What is expected: When the line containing "Query: green leaf" is reached, begin reproducing lines exactly and continue through the last line of the records below.

Listed records:

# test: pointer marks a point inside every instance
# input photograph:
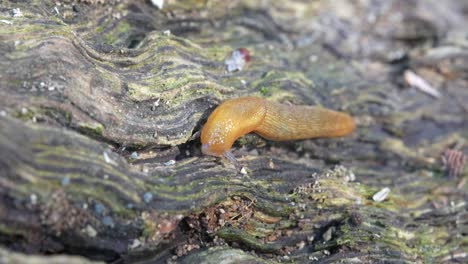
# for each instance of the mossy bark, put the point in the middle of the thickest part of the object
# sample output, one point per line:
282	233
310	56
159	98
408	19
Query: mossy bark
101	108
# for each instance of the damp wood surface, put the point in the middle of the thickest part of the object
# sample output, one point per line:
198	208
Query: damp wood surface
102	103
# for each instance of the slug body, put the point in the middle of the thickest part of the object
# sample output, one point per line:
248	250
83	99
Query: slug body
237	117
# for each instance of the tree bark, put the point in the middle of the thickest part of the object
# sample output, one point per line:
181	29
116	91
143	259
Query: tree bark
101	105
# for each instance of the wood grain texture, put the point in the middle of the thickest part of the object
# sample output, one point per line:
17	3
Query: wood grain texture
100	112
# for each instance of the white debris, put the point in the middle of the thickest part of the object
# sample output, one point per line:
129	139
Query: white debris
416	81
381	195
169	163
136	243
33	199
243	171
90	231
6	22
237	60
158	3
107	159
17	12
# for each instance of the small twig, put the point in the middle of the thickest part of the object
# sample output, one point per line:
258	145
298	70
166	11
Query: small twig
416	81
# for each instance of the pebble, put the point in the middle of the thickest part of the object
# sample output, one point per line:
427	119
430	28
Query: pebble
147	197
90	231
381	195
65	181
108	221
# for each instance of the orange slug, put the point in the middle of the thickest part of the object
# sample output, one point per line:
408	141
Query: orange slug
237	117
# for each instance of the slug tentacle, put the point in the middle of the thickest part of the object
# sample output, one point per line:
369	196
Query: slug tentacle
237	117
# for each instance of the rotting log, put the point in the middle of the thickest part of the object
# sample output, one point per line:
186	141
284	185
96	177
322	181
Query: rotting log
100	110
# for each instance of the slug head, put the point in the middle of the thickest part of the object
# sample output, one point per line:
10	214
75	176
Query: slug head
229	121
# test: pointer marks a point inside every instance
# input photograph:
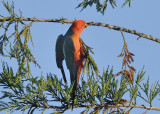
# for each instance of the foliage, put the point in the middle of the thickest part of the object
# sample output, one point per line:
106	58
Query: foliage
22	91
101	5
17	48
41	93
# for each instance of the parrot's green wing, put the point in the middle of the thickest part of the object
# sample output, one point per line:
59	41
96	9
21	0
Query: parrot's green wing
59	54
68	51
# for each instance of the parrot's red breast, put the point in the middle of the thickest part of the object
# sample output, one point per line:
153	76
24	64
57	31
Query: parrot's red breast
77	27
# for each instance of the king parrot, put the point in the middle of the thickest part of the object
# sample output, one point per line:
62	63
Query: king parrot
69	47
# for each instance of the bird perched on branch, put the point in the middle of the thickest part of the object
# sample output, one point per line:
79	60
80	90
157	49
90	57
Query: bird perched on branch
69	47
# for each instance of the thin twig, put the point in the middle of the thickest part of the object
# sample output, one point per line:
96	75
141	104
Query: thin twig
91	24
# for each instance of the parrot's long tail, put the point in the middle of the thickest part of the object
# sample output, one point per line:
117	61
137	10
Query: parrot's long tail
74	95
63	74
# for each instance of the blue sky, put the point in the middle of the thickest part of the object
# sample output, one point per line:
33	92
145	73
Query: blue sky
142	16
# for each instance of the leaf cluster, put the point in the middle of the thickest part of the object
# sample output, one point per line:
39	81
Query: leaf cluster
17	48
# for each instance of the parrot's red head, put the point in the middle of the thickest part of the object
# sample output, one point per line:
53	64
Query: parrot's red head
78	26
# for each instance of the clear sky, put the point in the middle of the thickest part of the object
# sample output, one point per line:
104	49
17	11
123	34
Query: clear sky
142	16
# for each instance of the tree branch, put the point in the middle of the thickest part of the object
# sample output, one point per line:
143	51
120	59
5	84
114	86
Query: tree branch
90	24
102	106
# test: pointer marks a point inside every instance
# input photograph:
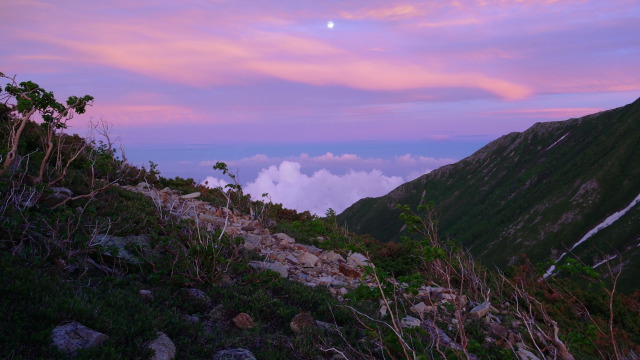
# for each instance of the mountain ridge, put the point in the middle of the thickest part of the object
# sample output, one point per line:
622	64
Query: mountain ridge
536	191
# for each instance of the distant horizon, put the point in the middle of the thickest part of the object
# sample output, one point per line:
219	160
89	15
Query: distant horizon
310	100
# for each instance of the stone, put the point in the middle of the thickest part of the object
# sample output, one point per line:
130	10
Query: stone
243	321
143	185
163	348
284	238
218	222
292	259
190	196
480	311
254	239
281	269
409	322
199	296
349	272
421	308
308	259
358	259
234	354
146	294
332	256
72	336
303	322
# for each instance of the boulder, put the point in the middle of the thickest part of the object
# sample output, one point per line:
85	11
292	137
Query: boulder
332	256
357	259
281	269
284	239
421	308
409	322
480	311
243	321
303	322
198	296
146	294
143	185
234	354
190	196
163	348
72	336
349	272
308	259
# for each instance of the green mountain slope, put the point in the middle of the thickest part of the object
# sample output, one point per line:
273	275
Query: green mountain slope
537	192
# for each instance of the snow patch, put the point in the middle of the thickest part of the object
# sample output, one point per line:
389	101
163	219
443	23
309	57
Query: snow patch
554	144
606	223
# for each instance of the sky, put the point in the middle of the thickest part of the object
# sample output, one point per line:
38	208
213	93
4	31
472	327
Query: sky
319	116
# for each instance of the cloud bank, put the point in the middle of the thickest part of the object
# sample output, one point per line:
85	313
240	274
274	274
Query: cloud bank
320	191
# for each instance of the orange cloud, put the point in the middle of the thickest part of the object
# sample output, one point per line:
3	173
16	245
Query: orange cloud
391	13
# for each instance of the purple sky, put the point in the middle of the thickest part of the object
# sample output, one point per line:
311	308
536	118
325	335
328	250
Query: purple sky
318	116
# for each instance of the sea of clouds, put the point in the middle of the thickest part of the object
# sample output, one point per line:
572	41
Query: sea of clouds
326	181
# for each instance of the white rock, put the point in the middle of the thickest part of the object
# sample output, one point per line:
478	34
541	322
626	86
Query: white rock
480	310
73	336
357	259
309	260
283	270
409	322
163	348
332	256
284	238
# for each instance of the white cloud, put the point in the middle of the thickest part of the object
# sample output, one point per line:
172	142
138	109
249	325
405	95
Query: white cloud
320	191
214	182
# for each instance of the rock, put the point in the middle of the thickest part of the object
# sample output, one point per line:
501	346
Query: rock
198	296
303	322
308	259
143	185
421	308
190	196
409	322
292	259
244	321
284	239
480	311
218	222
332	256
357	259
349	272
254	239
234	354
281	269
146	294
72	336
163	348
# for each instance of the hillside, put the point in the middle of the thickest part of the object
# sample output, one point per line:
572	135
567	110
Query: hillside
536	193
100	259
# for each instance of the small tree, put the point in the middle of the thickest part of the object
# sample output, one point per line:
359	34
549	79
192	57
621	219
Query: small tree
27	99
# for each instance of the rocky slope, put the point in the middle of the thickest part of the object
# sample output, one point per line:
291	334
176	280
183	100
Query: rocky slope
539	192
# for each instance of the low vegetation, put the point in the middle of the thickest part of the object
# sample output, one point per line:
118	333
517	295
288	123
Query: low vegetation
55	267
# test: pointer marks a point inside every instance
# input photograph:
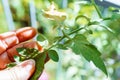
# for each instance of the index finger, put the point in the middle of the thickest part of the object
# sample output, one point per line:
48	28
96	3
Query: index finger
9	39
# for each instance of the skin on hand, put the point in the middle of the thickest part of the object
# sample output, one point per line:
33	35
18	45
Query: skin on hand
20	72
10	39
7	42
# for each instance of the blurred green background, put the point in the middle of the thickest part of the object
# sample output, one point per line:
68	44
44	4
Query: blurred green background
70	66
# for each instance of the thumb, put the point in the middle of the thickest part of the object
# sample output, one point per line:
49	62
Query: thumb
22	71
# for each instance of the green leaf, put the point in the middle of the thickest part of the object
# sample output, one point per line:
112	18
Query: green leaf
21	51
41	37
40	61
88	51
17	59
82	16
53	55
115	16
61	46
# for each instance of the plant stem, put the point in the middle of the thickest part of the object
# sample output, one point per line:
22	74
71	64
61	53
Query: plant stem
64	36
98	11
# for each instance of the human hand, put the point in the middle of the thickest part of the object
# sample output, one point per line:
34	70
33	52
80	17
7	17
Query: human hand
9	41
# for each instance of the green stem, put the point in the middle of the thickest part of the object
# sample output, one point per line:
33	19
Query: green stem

Answer box:
Query: green leaf
21	51
41	37
40	61
88	51
17	59
82	16
53	55
115	16
61	46
# for each instance of the plant stem, put the point in the middle of the thickest part of the object
# sample output, one point per line:
22	74
71	64
61	53
Query: plant stem
64	36
98	11
# for each instance of the human hand, put the point in the middle of the thickest part of the object
# sample output, one point per line:
34	70
33	52
80	17
7	17
Query: human hand
9	41
# for each instance of the green stem, put the point in the middle of the thickest part of the object
# sample output, one point per line:
33	19
Query: green stem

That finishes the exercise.